FELICITY Amazon is locked in a bureaucratic battle to get a public house that suits her disability needs, and claims the Department of Housing is not willing to help.
Suffering severe chronic fatigue syndrome and a side complication known as multiple chemical sensitivity, Ms Amazon’s situation is desperate.
Despite her doctor officially recognising her as disabled and writing to the Department of Housing, she has been forced to live beyond her means, renting a house in Mundaring for $300 a week on a disability pension.
She claims her pleas to the department to help her after they gave her an unsuitable house in Denmark have fallen on deaf ears.
Ms Amazon’s condition is so severe she can only consume raw milk, cannot perform simple household chores like washing the dishes, and suffers hyper-sensitivity to synthetic substances such as detergents, carpets and glues.
She believes the Department of Housing is not honouring its own standards of service.
After she was moved into the newly-built home in Denmark, she suffered ongoing health problems including respiratory complications, body pain, bowel and nose bleeds for up to two weeks at a time.

========================================================================

--- What to work on ---
1 - According to the article, why is Ms Amazon's situation described as desperate? Answer in one to three sentences.
2 - From the article, return the passage that begins at the words "Suffering severe chronic" and stops after "on deaf ears.".
The items come from a source other than the article.

========================================================================

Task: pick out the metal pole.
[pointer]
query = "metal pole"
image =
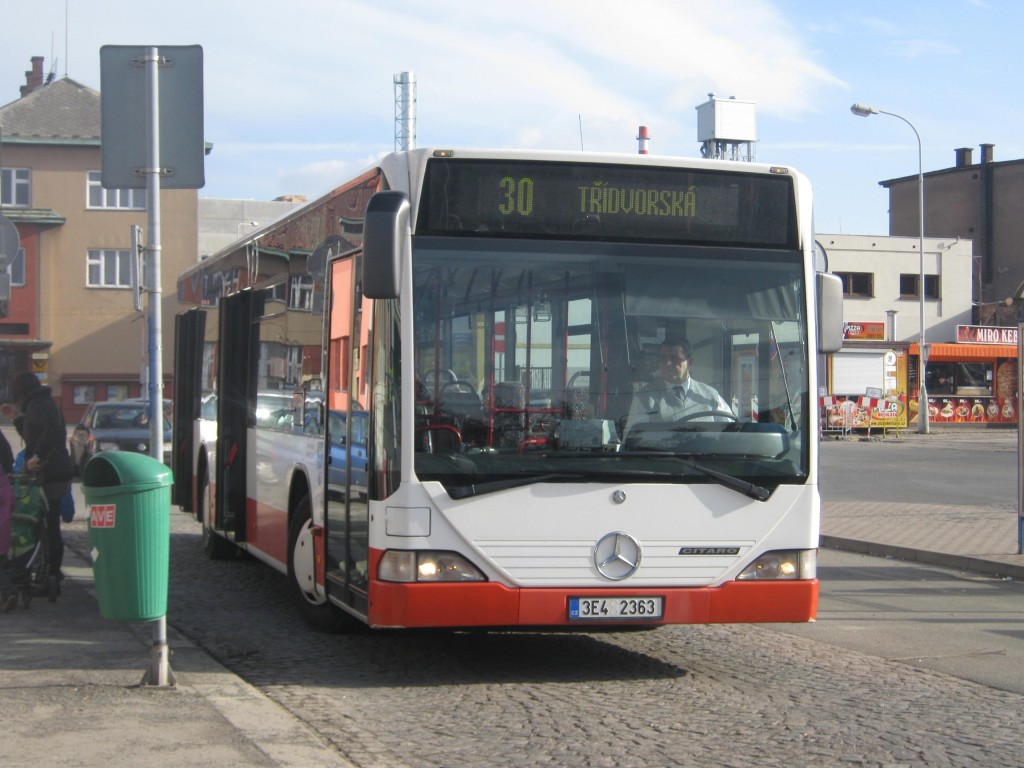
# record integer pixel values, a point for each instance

========================================================================

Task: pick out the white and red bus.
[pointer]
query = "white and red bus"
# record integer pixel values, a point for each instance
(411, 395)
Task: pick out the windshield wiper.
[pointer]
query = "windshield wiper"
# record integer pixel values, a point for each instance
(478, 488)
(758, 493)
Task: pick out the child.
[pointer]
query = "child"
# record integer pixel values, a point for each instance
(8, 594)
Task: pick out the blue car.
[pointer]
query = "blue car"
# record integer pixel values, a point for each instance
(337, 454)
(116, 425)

========================================================================

--- Task results ---
1 - Her situation is desperate because she suffers from severe chronic fatigue syndrome and a side complication known as multiple chemical sensitivity.

2 -
Suffering severe chronic fatigue syndrome and a side complication known as multiple chemical sensitivity, Ms Amazon’s situation is desperate.
Despite her doctor officially recognising her as disabled and writing to the Department of Housing, she has been forced to live beyond her means, renting a house in Mundaring for $300 a week on a disability pension.
She claims her pleas to the department to help her after they gave her an unsuitable house in Denmark have fallen on deaf ears.